>> Begin Entries

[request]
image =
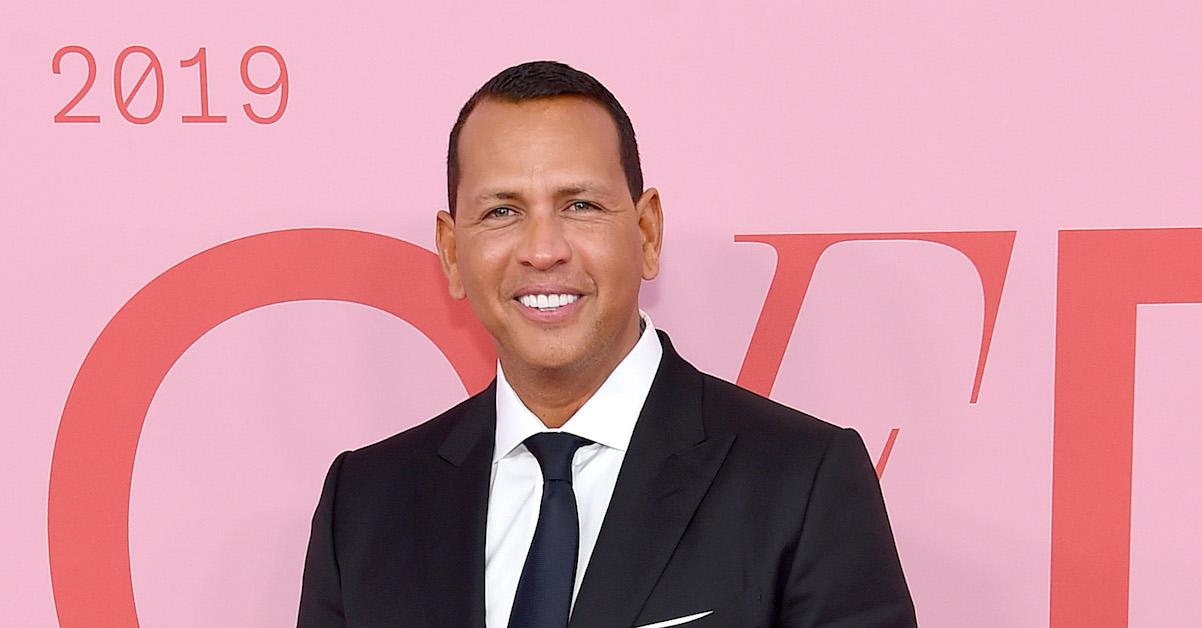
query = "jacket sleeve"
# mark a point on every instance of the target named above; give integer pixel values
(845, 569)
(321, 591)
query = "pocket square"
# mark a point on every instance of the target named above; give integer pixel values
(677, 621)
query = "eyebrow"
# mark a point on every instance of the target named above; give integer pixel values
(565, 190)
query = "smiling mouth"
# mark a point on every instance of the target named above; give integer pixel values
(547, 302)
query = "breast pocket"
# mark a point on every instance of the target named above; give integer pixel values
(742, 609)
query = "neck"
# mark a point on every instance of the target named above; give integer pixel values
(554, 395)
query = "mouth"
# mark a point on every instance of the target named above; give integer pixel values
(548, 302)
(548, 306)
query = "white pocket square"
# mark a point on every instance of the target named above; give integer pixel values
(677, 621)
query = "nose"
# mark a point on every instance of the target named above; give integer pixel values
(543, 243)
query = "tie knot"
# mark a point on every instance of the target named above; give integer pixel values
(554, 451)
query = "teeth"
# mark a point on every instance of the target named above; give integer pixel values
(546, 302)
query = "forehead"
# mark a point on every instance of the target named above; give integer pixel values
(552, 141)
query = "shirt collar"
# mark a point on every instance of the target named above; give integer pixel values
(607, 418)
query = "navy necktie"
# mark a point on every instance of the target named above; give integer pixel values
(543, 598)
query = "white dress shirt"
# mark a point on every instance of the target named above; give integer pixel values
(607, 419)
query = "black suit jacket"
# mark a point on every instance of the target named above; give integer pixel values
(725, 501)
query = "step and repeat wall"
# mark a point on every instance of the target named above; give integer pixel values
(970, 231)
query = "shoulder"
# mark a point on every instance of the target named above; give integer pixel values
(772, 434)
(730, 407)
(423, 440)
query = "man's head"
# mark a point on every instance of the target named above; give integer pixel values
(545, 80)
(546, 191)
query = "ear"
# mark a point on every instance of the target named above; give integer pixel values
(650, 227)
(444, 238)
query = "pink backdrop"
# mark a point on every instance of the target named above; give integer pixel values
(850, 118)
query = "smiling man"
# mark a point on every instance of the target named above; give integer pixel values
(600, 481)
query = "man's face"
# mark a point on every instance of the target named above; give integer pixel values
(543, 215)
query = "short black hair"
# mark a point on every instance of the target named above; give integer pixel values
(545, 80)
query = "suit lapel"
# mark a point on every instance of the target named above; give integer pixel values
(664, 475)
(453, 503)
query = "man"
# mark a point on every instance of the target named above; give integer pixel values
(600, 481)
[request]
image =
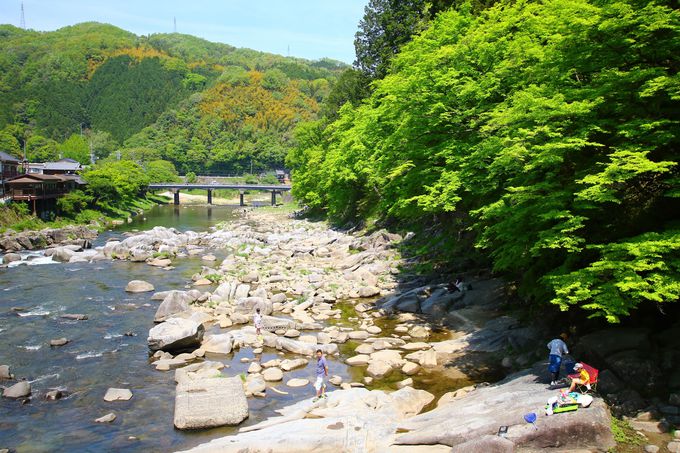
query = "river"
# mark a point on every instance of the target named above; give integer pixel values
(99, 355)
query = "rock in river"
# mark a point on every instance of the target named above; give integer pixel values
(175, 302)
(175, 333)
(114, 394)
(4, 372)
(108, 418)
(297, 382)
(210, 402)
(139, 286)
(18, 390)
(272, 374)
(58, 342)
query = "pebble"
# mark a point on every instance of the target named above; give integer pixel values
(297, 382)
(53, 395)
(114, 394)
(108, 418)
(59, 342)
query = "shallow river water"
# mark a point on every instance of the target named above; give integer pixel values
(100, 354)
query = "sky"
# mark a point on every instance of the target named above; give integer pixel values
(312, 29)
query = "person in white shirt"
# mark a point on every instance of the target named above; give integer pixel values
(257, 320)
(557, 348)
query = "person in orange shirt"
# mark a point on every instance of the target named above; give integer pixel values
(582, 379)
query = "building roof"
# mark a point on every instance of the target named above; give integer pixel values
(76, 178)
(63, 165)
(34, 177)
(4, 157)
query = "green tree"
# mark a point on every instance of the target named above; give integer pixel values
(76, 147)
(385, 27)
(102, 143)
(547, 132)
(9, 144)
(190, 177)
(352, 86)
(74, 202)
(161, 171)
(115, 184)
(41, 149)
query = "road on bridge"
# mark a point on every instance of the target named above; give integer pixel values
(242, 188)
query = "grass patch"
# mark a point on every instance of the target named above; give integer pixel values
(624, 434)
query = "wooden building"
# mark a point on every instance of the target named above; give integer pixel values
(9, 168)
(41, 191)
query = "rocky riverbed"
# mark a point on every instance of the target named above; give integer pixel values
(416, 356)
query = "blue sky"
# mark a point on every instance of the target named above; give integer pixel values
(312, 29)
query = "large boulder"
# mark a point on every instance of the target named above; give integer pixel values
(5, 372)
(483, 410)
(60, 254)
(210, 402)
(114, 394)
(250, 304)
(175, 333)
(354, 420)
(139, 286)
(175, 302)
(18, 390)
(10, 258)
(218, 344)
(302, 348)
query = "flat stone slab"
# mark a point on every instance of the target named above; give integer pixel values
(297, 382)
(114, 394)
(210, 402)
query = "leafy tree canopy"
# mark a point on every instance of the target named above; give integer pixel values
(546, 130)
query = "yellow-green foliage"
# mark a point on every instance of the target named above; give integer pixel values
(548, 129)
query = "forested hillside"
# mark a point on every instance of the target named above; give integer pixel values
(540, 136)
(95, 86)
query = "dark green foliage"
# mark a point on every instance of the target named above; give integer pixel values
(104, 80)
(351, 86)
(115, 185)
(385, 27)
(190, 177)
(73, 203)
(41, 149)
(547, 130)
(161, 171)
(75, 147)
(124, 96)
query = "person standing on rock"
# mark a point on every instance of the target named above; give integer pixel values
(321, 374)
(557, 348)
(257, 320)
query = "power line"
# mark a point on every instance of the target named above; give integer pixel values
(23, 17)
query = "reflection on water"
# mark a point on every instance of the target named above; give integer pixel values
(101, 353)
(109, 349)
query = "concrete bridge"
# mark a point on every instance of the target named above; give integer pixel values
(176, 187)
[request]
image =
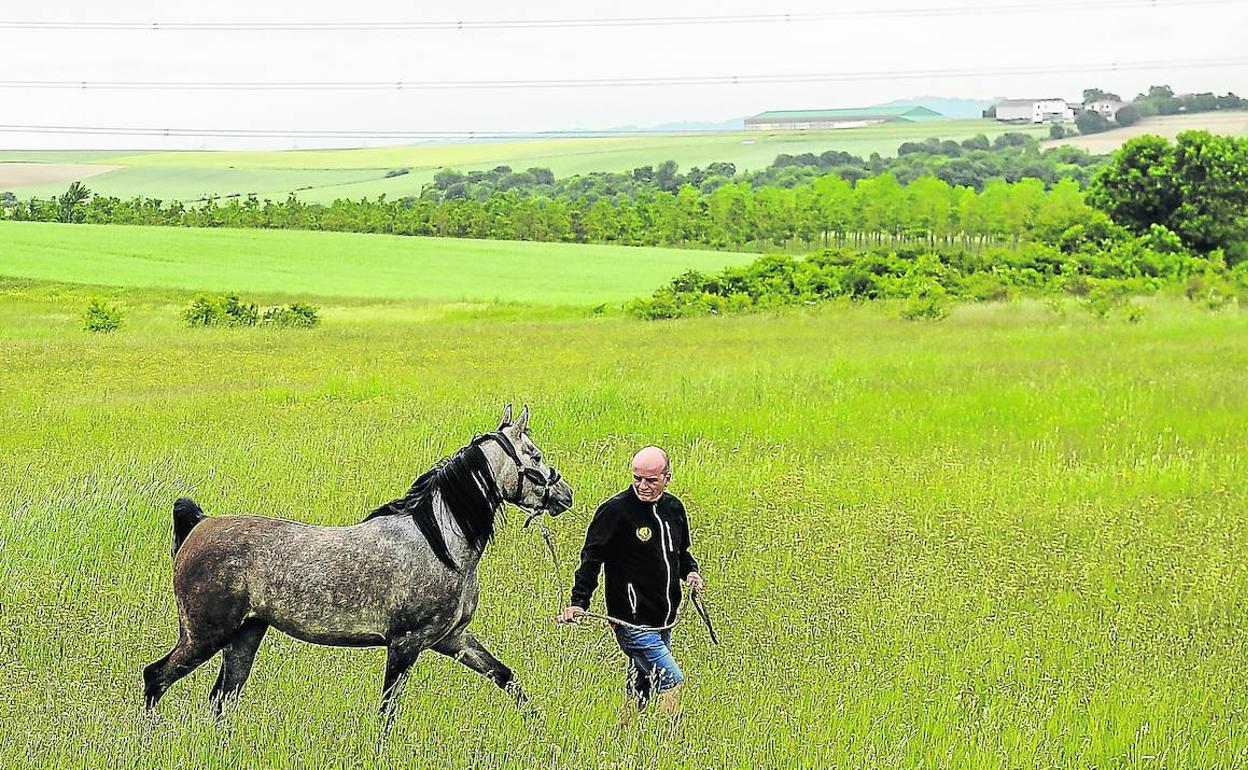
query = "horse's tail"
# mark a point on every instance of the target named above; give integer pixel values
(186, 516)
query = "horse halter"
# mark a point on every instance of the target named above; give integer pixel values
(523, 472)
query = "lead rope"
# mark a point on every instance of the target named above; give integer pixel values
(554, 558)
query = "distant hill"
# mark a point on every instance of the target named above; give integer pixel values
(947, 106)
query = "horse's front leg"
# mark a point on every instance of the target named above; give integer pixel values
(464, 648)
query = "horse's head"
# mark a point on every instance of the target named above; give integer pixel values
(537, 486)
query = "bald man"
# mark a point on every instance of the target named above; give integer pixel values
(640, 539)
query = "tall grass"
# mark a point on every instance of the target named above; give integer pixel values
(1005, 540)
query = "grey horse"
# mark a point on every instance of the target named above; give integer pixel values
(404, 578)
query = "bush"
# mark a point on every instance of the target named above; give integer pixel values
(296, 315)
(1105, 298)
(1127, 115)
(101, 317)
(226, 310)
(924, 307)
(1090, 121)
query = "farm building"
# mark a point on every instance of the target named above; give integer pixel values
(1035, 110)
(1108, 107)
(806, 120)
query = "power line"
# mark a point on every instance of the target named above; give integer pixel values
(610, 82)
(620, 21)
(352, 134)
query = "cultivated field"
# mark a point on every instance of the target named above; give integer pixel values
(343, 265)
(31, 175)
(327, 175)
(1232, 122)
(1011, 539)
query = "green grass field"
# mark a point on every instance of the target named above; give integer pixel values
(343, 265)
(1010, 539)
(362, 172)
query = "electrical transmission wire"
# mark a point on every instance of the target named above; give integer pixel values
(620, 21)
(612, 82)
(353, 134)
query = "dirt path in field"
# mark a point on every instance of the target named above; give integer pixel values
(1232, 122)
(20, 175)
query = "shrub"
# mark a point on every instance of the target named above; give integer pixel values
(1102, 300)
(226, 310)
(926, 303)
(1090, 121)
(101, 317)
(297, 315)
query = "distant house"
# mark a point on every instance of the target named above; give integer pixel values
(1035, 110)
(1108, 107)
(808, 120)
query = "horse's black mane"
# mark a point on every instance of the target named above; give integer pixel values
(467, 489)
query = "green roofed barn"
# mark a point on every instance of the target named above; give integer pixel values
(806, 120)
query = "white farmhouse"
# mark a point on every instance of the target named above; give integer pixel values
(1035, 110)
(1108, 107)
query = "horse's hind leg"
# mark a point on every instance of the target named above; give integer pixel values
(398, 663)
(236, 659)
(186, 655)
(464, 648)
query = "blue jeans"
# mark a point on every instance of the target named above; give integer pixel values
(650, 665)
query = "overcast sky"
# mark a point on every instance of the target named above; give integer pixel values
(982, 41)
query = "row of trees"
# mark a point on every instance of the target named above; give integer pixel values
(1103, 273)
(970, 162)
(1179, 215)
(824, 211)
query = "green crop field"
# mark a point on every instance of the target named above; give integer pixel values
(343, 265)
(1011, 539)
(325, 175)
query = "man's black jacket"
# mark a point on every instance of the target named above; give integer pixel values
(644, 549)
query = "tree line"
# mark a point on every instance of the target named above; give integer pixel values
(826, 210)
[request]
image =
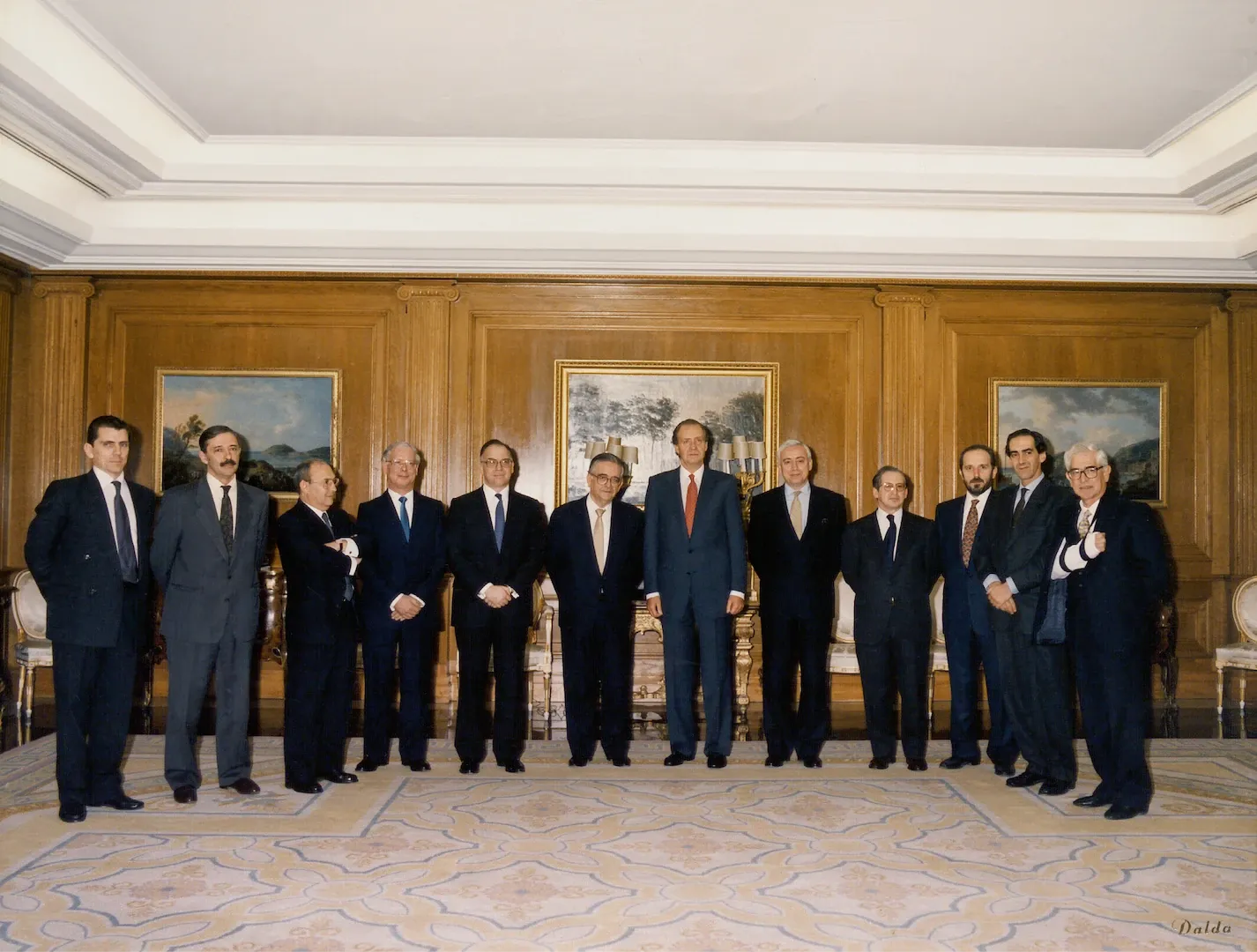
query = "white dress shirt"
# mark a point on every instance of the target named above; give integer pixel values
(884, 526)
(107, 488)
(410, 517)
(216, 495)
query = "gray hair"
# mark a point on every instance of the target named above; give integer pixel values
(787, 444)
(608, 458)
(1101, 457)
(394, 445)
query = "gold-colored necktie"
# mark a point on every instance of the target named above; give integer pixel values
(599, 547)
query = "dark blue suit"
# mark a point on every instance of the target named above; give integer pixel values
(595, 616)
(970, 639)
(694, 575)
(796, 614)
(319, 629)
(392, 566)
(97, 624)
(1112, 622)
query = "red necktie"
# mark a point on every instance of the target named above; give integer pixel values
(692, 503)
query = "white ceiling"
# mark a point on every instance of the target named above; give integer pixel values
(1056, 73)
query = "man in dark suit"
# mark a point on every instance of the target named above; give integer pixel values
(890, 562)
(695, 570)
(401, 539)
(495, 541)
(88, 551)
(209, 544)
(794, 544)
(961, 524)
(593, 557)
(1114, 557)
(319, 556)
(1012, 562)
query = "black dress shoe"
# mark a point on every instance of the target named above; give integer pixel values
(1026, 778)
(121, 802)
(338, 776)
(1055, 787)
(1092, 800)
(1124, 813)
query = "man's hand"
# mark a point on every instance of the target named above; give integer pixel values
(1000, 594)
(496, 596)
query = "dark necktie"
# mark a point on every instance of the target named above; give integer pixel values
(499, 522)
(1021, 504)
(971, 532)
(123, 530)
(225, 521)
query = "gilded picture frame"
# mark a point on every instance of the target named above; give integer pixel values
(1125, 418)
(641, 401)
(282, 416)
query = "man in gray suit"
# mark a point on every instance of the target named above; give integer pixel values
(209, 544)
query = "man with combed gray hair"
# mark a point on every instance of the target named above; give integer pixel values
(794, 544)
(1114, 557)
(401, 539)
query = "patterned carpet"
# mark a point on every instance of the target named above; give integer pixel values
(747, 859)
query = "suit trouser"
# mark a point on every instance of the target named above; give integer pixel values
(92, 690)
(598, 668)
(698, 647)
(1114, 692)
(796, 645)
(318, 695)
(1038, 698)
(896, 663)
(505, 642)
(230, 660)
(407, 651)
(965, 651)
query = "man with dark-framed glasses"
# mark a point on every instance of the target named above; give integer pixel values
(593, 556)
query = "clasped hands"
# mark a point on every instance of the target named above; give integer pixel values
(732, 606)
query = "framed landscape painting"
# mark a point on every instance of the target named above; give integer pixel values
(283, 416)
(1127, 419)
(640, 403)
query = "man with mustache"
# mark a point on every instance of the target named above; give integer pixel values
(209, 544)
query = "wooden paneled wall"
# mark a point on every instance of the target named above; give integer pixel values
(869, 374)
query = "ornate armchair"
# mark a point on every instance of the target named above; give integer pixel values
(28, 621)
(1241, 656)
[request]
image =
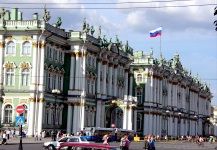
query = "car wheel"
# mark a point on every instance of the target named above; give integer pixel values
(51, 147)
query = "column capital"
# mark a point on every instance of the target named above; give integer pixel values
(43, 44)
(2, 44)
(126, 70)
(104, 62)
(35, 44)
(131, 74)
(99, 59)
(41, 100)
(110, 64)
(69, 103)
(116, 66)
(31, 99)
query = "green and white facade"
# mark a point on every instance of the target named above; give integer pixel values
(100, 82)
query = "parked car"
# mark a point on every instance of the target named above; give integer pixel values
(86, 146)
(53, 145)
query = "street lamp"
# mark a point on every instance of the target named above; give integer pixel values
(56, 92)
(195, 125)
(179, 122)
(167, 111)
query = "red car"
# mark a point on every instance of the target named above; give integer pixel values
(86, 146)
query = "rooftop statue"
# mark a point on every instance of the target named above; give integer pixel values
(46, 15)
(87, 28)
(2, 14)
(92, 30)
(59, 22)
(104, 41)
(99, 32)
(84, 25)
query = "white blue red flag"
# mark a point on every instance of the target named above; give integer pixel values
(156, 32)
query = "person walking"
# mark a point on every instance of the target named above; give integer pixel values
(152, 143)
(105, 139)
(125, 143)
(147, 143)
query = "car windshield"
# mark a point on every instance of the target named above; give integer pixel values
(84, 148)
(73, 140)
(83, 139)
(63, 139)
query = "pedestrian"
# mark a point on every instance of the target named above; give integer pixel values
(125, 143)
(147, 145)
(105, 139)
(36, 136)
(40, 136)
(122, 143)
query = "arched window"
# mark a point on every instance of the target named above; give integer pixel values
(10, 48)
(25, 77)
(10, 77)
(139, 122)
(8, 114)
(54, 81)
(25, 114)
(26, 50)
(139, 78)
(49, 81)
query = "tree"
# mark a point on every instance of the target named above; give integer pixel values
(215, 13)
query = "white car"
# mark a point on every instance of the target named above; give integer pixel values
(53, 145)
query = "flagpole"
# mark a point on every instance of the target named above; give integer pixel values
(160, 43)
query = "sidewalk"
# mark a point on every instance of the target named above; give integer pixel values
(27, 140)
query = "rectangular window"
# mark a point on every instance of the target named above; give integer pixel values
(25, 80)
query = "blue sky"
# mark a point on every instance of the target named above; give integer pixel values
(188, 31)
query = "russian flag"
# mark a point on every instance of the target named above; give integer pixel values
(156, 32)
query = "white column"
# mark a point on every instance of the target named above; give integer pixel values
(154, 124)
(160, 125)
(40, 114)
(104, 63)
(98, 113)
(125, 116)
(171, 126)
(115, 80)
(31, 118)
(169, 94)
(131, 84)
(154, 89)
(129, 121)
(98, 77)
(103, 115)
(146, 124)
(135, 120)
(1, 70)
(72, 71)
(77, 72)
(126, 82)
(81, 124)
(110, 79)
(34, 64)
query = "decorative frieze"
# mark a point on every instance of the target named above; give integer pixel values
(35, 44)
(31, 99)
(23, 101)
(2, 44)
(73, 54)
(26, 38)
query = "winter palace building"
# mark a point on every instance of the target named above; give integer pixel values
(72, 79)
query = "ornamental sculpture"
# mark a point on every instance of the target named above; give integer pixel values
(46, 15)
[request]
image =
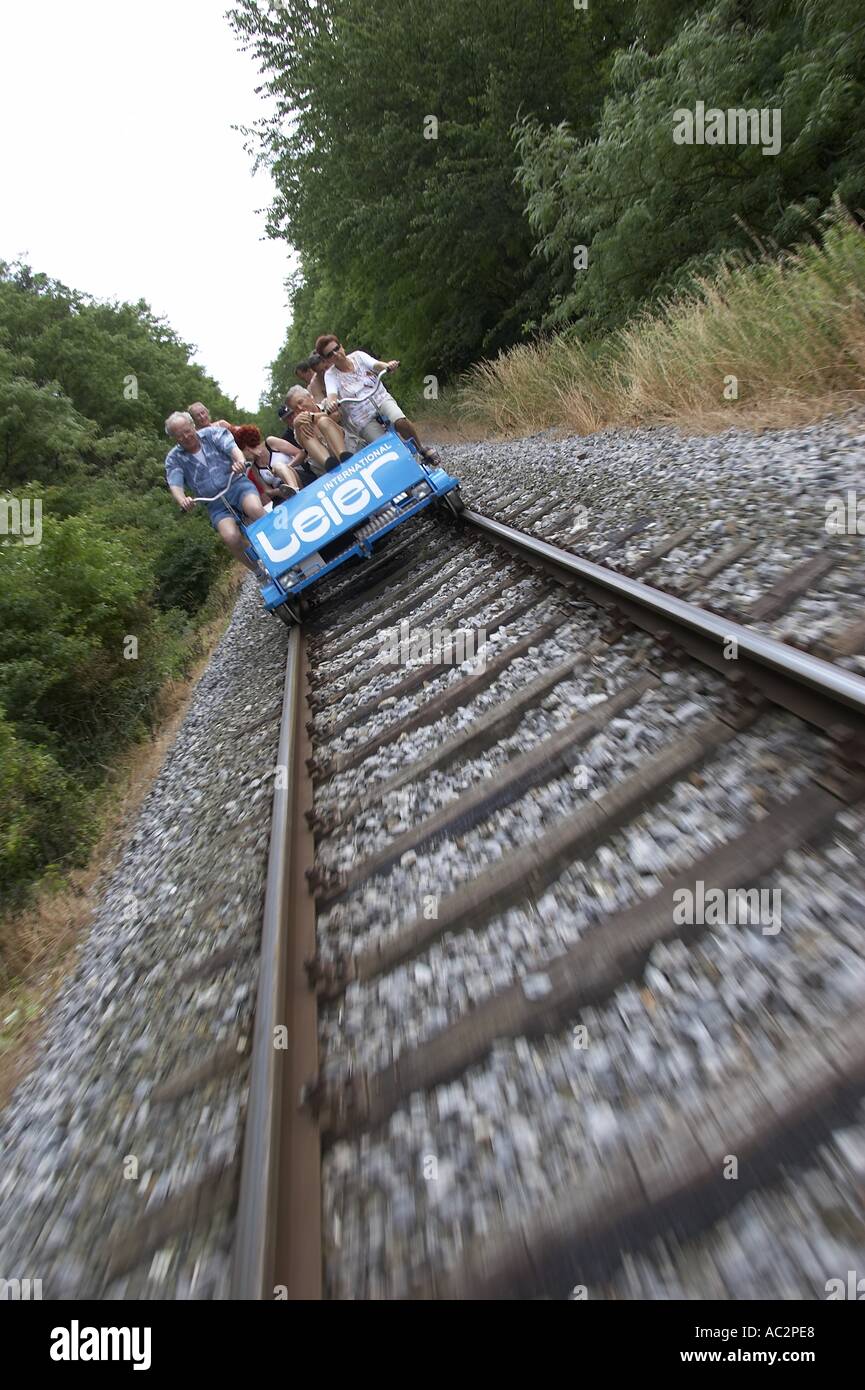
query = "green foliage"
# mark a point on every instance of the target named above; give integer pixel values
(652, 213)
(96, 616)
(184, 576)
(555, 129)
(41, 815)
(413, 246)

>> End Entries

> **What the task requires**:
Find every line above that contains the word "green" and copy each one. Case counts.

> **Full output**:
query = "green tree"
query = "yellow-green foliage"
query = "dark green foliage"
query = "green grass field"
query = "green roofed barn"
query = "green crop field"
query = "green and white facade"
query = "green foliage"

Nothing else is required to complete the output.